**Compito assegnato**
Per favore, riporta parola per parola il tratto del brano sulla garanzia per vizi nella vendita che va da "La Corte, però, in" fino a "venditore (§§ 17-21).".

Sulla questione dell’onere della prova in tema di vizi della cosa venduta sono intervenute le sezioni unite della Cassazione con sentenza 3 maggio 2019 numero 11.748, relatore Cosentino.
Il Collegio evidenzia che fino al 2013 non c’erano incertezze giurisprudenziali: vigeva l’orientamento per cui tocca al compratore provare i difetti. Nel 2013 questo orientamento è stato incrinato da una pronuncia, secondo cui -in applicazione della nota pronuncia di legittimità sez. un. 13533 del 2001– al compratore basta allegare l’inesatto adempimento o denunciare la presenza di vizi e difetti; rimane a carico del venditore-debitore l’onere di dimostrare di aver consegnato una cosa conforme o comunque priva di vizi. Successivamente alcune pronunce hanno seguito questo innovativo indirizzo, mentre altre sono tornate a quello precedente.
La Corte, però, in relazione ai diritti e doveri generati dal contratto di compravendita, evidenzia oggi che si può parlare di obbligazioni in senso tecnico, cioè aventi ad oggetto una prestazione dovuta dal venditore, solo per quella di cui al n. 1 dell’articolo 1476 cc (non considera il n. 2 nè l’evizione di cui al n. 3: § 12).
Invece per la garanzia da vizi (n. 3 del medesimo articolo), non si tratta di obbligazione in senso tecnico, in quanto non è promessa una prestazione da eseguirsi successivamente alla stipula da parte del venditore (§§ 17-21).
Alcuni per questo motivo qualificano la garanzia a carico del venditore come un indennizzo di tipo assicurativo (§ 15). Tale proposta però non viene accolta dal Collegio perché non sono ad esso riconducibili da un lato i rimedi della risoluzione e della riduzione di prezzo (anche se prescindono dalla colpa del venditore), dall’altro nemmeno quello del risarcimento del danno, che presuppone colpa nel venditore (art. 1494 cc), anche questo anomalo rispetto ai rimedi assicurativi.
Si precisa tuttavia (§ 16) di soffermarsi su questo aspetto (solo) per evidenziare che la garanzia da vizi non costituisce un rapporto obbligatorio sorto dalla compravendita. Questo contratto ha infatti per oggetto il modo di essere attuale della cosa dedotta in contratto e non una prestazione futura, come invece necessario per ravvisare un’obbligazione (§ 17).

(Righe di annotazione a punti)
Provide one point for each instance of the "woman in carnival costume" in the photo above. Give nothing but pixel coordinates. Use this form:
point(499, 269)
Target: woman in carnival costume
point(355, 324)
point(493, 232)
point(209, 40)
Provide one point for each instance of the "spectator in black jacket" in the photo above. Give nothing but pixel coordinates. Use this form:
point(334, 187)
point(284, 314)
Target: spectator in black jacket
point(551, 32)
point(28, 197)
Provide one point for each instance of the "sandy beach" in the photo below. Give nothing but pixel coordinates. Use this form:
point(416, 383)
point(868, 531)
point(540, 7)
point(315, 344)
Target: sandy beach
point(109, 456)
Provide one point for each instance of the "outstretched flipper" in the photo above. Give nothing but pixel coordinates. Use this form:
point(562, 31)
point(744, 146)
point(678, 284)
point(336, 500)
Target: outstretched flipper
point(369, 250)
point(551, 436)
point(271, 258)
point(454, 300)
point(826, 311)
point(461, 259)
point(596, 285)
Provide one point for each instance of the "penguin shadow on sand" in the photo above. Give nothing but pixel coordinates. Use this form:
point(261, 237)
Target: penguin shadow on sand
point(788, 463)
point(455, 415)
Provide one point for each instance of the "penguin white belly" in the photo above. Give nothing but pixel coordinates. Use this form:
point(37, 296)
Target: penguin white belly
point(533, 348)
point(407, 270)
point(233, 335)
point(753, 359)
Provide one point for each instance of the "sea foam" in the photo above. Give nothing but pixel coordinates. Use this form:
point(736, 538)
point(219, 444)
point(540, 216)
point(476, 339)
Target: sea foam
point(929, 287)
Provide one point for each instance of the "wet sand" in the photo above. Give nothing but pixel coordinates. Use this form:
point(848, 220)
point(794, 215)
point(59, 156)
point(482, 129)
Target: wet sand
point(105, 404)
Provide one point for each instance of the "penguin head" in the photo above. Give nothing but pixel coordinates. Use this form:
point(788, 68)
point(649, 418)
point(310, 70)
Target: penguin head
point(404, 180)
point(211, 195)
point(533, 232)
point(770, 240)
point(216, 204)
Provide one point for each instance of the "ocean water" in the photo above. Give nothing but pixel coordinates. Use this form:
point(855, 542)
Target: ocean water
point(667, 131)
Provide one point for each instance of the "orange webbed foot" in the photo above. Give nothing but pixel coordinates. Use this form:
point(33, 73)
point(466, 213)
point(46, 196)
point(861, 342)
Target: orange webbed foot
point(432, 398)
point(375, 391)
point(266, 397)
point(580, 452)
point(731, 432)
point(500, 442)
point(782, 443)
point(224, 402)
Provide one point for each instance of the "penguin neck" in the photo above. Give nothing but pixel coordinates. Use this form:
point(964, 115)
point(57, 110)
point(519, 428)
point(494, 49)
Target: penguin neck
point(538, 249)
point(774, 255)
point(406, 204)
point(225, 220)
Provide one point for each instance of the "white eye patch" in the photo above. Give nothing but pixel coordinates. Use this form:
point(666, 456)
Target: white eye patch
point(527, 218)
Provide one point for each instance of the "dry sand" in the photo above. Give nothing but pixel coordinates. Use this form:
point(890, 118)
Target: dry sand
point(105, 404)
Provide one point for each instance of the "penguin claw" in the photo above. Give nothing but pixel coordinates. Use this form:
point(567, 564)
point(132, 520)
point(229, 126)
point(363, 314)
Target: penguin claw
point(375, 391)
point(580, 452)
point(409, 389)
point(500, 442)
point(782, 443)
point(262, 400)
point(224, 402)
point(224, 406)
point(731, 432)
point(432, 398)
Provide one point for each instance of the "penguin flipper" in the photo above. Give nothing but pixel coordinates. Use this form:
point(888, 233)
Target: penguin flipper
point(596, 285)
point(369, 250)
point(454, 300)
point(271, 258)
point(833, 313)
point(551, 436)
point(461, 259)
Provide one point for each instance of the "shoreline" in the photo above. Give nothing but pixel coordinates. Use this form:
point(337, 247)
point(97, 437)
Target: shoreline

**Esito dell'esercizio**
La Corte, però, in relazione ai diritti e doveri generati dal contratto di compravendita, evidenzia oggi che si può parlare di obbligazioni in senso tecnico, cioè aventi ad oggetto una prestazione dovuta dal venditore, solo per quella di cui al n. 1 dell’articolo 1476 cc (non considera il n. 2 nè l’evizione di cui al n. 3: § 12).
Invece per la garanzia da vizi (n. 3 del medesimo articolo), non si tratta di obbligazione in senso tecnico, in quanto non è promessa una prestazione da eseguirsi successivamente alla stipula da parte del venditore (§§ 17-21).